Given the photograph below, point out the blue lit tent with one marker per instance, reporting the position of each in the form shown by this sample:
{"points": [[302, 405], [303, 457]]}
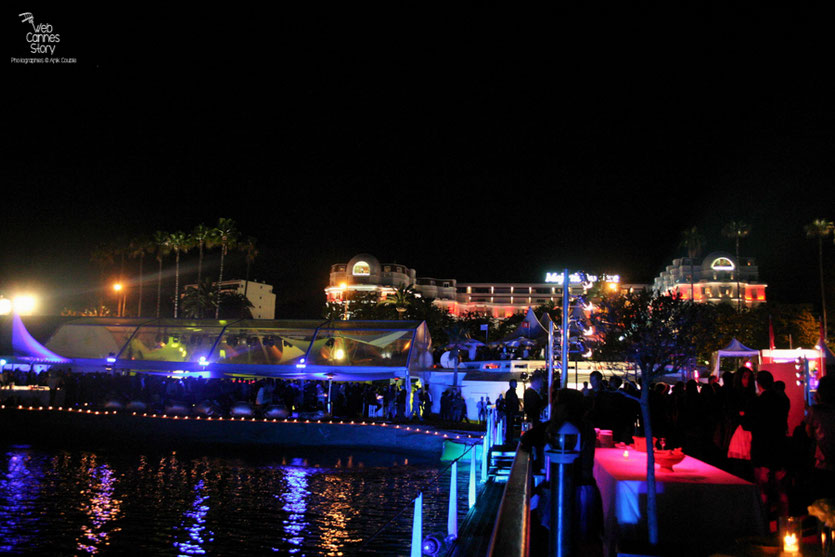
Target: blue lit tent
{"points": [[19, 346], [312, 349]]}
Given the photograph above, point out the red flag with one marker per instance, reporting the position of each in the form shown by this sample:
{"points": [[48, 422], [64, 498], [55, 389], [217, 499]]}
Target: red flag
{"points": [[822, 347]]}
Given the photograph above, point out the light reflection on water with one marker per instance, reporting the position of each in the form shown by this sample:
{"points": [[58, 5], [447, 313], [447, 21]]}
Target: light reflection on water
{"points": [[98, 503], [77, 502], [18, 492]]}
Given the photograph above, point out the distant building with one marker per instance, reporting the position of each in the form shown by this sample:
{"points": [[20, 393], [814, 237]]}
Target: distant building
{"points": [[713, 279], [364, 274], [258, 293]]}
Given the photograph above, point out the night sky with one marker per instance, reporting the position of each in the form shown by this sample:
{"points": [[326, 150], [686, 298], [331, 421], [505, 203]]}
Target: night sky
{"points": [[481, 147]]}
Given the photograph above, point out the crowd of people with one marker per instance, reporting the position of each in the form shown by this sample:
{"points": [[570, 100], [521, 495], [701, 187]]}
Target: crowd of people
{"points": [[158, 392], [738, 423]]}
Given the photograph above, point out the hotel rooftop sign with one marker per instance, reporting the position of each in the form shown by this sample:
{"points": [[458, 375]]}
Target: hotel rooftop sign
{"points": [[579, 278]]}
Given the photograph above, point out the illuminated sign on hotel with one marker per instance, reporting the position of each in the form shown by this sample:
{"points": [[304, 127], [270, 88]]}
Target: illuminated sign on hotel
{"points": [[722, 264], [577, 278]]}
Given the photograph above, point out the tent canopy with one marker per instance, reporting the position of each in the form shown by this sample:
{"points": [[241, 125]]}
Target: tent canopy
{"points": [[734, 349], [342, 350], [529, 328]]}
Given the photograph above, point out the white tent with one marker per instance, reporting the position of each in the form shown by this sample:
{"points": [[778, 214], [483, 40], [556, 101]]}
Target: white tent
{"points": [[734, 349]]}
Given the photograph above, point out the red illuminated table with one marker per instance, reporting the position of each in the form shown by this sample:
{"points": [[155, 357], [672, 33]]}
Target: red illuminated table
{"points": [[699, 505]]}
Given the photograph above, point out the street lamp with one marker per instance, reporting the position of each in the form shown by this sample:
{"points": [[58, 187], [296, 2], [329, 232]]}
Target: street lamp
{"points": [[119, 289]]}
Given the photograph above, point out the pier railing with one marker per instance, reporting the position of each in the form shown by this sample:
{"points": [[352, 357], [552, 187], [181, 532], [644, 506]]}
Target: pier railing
{"points": [[472, 451], [511, 533]]}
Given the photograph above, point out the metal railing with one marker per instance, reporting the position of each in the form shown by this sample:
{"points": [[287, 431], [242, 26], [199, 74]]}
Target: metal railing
{"points": [[511, 533]]}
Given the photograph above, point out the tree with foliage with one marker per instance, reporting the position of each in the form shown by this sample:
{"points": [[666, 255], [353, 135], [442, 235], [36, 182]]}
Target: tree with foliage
{"points": [[818, 230], [139, 247], [401, 300], [737, 230], [225, 235], [655, 333], [161, 244], [200, 300]]}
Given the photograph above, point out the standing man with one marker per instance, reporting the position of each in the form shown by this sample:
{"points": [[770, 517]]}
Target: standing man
{"points": [[769, 447], [511, 408], [533, 401]]}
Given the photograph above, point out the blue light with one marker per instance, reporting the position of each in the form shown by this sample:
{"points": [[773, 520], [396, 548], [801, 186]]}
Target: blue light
{"points": [[25, 344], [295, 503]]}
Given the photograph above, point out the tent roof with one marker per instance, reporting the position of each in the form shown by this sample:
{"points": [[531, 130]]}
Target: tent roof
{"points": [[530, 327], [736, 348]]}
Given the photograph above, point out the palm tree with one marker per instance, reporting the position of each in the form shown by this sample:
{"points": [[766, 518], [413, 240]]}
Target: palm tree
{"points": [[402, 299], [140, 247], [161, 244], [737, 230], [692, 240], [202, 237], [226, 235], [820, 229], [248, 247], [199, 300], [178, 242]]}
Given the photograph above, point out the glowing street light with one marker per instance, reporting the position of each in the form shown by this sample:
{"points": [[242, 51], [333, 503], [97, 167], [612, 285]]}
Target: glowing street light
{"points": [[24, 304]]}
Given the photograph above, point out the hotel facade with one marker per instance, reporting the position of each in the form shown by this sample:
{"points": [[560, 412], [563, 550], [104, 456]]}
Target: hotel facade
{"points": [[713, 279], [364, 274]]}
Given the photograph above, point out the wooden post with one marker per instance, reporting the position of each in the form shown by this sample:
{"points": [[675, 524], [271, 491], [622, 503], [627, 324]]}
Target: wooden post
{"points": [[452, 515], [471, 492], [417, 528]]}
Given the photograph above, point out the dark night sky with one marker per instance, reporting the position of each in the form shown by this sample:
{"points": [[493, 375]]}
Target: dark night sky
{"points": [[478, 147]]}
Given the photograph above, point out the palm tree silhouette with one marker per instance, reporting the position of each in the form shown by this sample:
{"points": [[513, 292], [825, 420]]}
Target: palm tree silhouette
{"points": [[139, 248], [820, 229], [178, 242], [226, 235], [251, 252], [202, 237], [161, 243]]}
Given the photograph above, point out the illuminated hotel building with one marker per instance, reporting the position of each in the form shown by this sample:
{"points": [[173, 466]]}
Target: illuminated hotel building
{"points": [[365, 274], [714, 279]]}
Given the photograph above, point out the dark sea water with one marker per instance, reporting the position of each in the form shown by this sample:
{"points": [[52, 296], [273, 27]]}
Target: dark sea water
{"points": [[107, 502]]}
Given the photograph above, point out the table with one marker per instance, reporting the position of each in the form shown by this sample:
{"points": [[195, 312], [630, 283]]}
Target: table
{"points": [[700, 507]]}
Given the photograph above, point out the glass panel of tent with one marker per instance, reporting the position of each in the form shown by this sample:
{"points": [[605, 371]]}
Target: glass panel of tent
{"points": [[173, 340], [391, 344], [269, 342], [367, 344], [93, 337]]}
--
§ 依頼文
上の行をすべて、一字も変えずにそのまま出力せよ。画像は出力に含めないこと。

§ 解答
Given the photograph below, point out the blue lit tent with one marker per instance, reporting the position of each in the form shown by this sample:
{"points": [[302, 405], [303, 457]]}
Target: blue lit tent
{"points": [[19, 346], [312, 349]]}
Given the photograph above, point out the red flag with one marker per instance, reporting the position of each in the form shown by this sample:
{"points": [[48, 422], [64, 498], [55, 389], [217, 499]]}
Target: red flag
{"points": [[822, 347]]}
Given the photograph above, point out the light reflection on water with one marker per instance, reporting the position of each in the form shown by this sample:
{"points": [[58, 5], [447, 313], [447, 21]]}
Target: light reflection on water
{"points": [[98, 503], [77, 502], [18, 492]]}
Given the photograph above, point out the distant building with one marker per instance, reporting the position of each in the form shown by this sample:
{"points": [[20, 393], [814, 237]]}
Target: distant building
{"points": [[713, 279], [364, 274], [258, 293]]}
Given the photograph above, point out the night sky with one marker per instance, reporting the position of each in the form shown by this sample:
{"points": [[326, 150], [686, 298], [331, 421], [505, 203]]}
Target: night sky
{"points": [[481, 147]]}
Given the photograph above, point out the crowd of people with one marker per instance, reporting the position of each in the form shown by this sample:
{"points": [[570, 100], [521, 495], [701, 187]]}
Target: crowd of people
{"points": [[158, 392], [738, 423]]}
Given the photograph above, point out the hotel rooftop sign with one marker per instance, reporting the position of each in the form shown by this sample:
{"points": [[458, 375]]}
Target: hotel rooftop sign
{"points": [[579, 278]]}
Given the photograph above, point out the illuminated sign on hotel with one marker per instance, reporting the position of each in the form shown by this sample:
{"points": [[304, 127], [270, 88]]}
Target: illuminated sign on hotel
{"points": [[722, 264], [577, 278]]}
Given the photograph above, point out the tent canopy with one marker per instance, reporting the position of each in the form shown by this sample:
{"points": [[241, 125]]}
Target: tent canopy
{"points": [[734, 349], [342, 350], [529, 328]]}
Given the photograph above, point out the white tent with one marker per instance, reporting the position of each in the form shown by this sample:
{"points": [[778, 214], [483, 40], [556, 101]]}
Target: white tent
{"points": [[734, 349]]}
Given the photograph above, point out the red illuminated table with one marker per instance, reporting the position of each in the form shown by this sample:
{"points": [[155, 357], [672, 33]]}
Target: red illuminated table
{"points": [[699, 505]]}
Given the photograph above, point out the street lamp with one marker per instance, reporting the position of each in the form shown by this sample:
{"points": [[58, 187], [296, 2], [329, 232]]}
Target: street lamp
{"points": [[119, 289]]}
Given the photograph above, point out the pier railing with one marker per instance, reporting the position of each in the form shown by this sample:
{"points": [[352, 357], [552, 187], [181, 532], [644, 506]]}
Target: pier railing
{"points": [[472, 451], [511, 533]]}
Given the photograph above, point out the metal railing with one marker per instance, reporting the position of each in the form shown by this sample:
{"points": [[287, 431], [242, 26], [199, 74]]}
Target: metal railing
{"points": [[511, 533]]}
Given the photograph above, point out the tree with foliage with one marker per instance, reporting the position of each in the form shown by this sample:
{"points": [[666, 255], [353, 135], [442, 235], [36, 182]]}
Target: tree with foliage
{"points": [[818, 230], [139, 247], [401, 300], [737, 230], [225, 235], [655, 333], [161, 244], [200, 300]]}
Given the photograph above, point out the standing man with one marker per instance, reporting the position of each in the form shown by this sample:
{"points": [[770, 517]]}
Target: standing man
{"points": [[769, 447], [511, 408], [533, 401]]}
Given the photograph above, point out the blue light with one marker per instance, reporting the position of each in the form shown by this sample:
{"points": [[773, 520], [396, 548], [801, 186]]}
Target: blue light
{"points": [[25, 344], [295, 503]]}
Given the photograph above, point out the tent roof with one marker per instance, reporting the position of each in the form shown by this sample:
{"points": [[531, 130]]}
Target: tent roof
{"points": [[530, 327], [736, 348]]}
Given the photograph above, point out the palm tree with one marker per instance, reporting the position of each in the form shown by this sample:
{"points": [[766, 518], [413, 240]]}
Target: palm tree
{"points": [[402, 299], [140, 247], [161, 244], [737, 230], [692, 240], [202, 237], [226, 235], [820, 229], [248, 247], [199, 300], [178, 242]]}
Given the photograph above, point out the glowing street light with one marker per instance, reporting the position of each in the form shown by this sample:
{"points": [[242, 51], [333, 503], [97, 167], [612, 285]]}
Target: glowing street light
{"points": [[24, 304]]}
Given the photograph above, point out the hotel facade with one marker per instance, reporting the position of each in the form shown by this sample:
{"points": [[560, 412], [563, 550], [104, 456]]}
Target: hotel facade
{"points": [[713, 279], [364, 274]]}
Given the photograph above, point out the wooden post with one marker per instance, reporting the position of each in the form shown by this sample:
{"points": [[675, 524], [271, 491], [622, 503], [627, 324]]}
Target: wooden post
{"points": [[452, 515], [471, 492], [417, 528]]}
Given the photograph above, point out the dark night sky with one marker per instance, reporting the position of each in the form shown by this sample:
{"points": [[493, 375]]}
Target: dark night sky
{"points": [[478, 147]]}
Given the photograph above, point out the palm tree silhouette with one marker per instance, reporting the position of each in the form shown by this sample:
{"points": [[513, 292], [825, 420]]}
Target: palm tree silhouette
{"points": [[139, 248], [820, 229], [178, 242], [226, 235], [251, 252], [202, 237], [161, 243]]}
Given the photograph above, point out the illuminated hotel building with one marker per instance, reporting the position of each in the form shown by this sample:
{"points": [[173, 466]]}
Target: illuminated hotel building
{"points": [[365, 274], [714, 279]]}
Given the photograph above, point out the dark sea water with one marker per instance, reporting the position of each in the form shown by this sample:
{"points": [[52, 296], [273, 27]]}
Target: dark sea water
{"points": [[107, 502]]}
Given the photograph above, point out the table with one marker per instance, reporting the position of each in the form shown by this sample:
{"points": [[195, 312], [630, 283]]}
Target: table
{"points": [[700, 507]]}
Given the photograph above, point out the glass panel of tent with one marker per instance, reporting the position of each in the form shown by this sample:
{"points": [[605, 371]]}
Target: glass panel of tent
{"points": [[173, 340], [391, 344], [269, 342], [367, 344], [93, 337]]}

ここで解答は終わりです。